WORK TO COMPLETE
Write out every line of the items below with no changes.

··· MATERIAL FOR THIS EXERCISE

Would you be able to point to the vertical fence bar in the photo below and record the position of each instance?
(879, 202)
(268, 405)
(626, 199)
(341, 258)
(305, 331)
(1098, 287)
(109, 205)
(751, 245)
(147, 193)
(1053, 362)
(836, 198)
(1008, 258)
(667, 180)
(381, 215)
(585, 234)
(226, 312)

······

REPLY TO THE EXERCISE
Would you be able to point to the vertical fence bar in the photo below and record the position of each instance?
(879, 202)
(268, 405)
(626, 199)
(341, 258)
(305, 331)
(1098, 287)
(109, 205)
(751, 245)
(147, 193)
(1053, 362)
(836, 198)
(1008, 258)
(667, 180)
(381, 215)
(585, 234)
(226, 312)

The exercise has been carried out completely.